(Position annotation records)
>> Begin

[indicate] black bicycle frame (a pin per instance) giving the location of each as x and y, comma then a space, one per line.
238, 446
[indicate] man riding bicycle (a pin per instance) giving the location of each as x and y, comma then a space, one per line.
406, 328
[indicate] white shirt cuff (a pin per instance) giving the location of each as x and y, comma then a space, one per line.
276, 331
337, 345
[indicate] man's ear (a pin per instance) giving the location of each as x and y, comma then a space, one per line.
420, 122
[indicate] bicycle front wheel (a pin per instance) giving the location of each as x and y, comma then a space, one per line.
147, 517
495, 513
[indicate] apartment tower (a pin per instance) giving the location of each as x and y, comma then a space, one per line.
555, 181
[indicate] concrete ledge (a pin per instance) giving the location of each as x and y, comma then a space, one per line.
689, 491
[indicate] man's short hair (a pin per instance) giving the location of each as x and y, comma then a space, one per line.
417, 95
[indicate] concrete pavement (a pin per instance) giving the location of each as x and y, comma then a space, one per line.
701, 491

>> End

→ Instruction:
Reproduce every line of the rows above verbatim.

→ Answer to the problem:
[indicate] black bicycle frame (a pin per instance) giving the location of each as x and y, comma then a space, one per line.
238, 446
[indicate] man riding bicycle (a pin per instance) giving the location of each as x and y, comma then a space, one per line.
406, 328
[indicate] white shirt cuff (a pin per instance) giving the location of each as x and y, comma then a space, one per line.
276, 331
337, 345
[indicate] man's ear (a pin per instance) giving the location of each as x and y, comma then a space, one per line.
420, 122
[indicate] bicycle front wheel (a pin per instance) giving the location of each as x and y, comma then a space, one per line.
147, 517
495, 513
[indicate] apartment tower (a pin per instance) giving the location of each as x and y, comma then a space, one per line.
555, 181
[indicate] concrete ledge (a pin per instance) giving the location of each as x and y, comma then a space, one per line.
689, 491
[indicate] man's short hair (a pin per instance) giving the location of each as x and y, comma then a space, one per line.
417, 95
[indicate] concrete pavement (a pin per instance) giving the location of each as x and y, comma then a space, one per line.
701, 491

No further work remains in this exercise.